Stored dataset items:
>>

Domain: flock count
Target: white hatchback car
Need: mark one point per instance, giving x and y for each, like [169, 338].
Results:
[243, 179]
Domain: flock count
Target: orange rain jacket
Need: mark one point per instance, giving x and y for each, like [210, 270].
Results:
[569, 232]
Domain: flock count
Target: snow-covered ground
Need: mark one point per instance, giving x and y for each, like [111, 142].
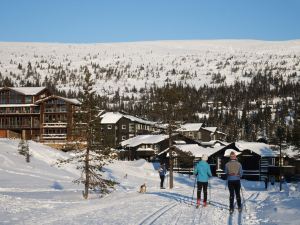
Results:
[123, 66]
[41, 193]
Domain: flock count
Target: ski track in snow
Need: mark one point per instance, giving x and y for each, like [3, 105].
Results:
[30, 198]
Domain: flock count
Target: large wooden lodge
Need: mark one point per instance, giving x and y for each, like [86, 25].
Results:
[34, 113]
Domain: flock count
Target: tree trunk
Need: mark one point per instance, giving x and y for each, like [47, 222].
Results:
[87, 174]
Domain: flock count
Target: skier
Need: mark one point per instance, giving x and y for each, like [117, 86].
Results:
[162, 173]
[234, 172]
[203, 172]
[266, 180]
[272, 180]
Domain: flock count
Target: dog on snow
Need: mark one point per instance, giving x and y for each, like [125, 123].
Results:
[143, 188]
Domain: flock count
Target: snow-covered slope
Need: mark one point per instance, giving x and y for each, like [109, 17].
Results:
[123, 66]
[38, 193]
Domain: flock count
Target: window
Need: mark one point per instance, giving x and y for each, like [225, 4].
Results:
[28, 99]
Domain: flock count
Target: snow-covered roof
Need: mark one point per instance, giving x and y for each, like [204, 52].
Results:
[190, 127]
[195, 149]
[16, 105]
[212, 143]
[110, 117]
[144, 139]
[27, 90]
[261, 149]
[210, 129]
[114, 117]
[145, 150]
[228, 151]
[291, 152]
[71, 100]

<<
>>

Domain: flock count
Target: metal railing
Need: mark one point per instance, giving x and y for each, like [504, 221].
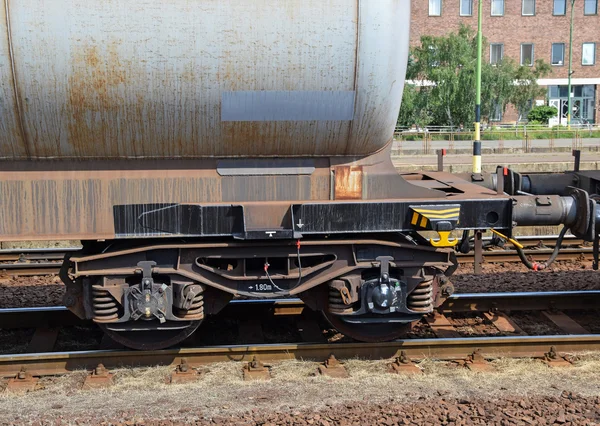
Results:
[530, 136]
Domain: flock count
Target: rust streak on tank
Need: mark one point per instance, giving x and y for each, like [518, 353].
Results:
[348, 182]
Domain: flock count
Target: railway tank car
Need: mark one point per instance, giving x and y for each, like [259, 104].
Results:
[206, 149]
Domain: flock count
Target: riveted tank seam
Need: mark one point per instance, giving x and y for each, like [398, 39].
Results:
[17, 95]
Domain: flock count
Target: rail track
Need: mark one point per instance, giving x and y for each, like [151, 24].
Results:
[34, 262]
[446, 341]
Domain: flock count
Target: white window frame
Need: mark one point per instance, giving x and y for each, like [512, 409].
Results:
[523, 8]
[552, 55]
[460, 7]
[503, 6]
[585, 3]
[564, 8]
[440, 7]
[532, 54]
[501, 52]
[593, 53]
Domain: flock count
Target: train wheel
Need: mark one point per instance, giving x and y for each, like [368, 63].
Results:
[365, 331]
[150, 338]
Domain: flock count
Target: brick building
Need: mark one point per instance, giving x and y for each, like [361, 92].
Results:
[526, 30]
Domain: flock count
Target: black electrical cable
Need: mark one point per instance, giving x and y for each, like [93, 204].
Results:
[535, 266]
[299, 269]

<<

WHAT THE EXERCISE ASKS:
Pull out every line of the items above that contains the string "covered". Case must match.

RESPONSE BELOW:
Target: snow-covered ground
Target: snow-covered slope
Target: snow-covered roof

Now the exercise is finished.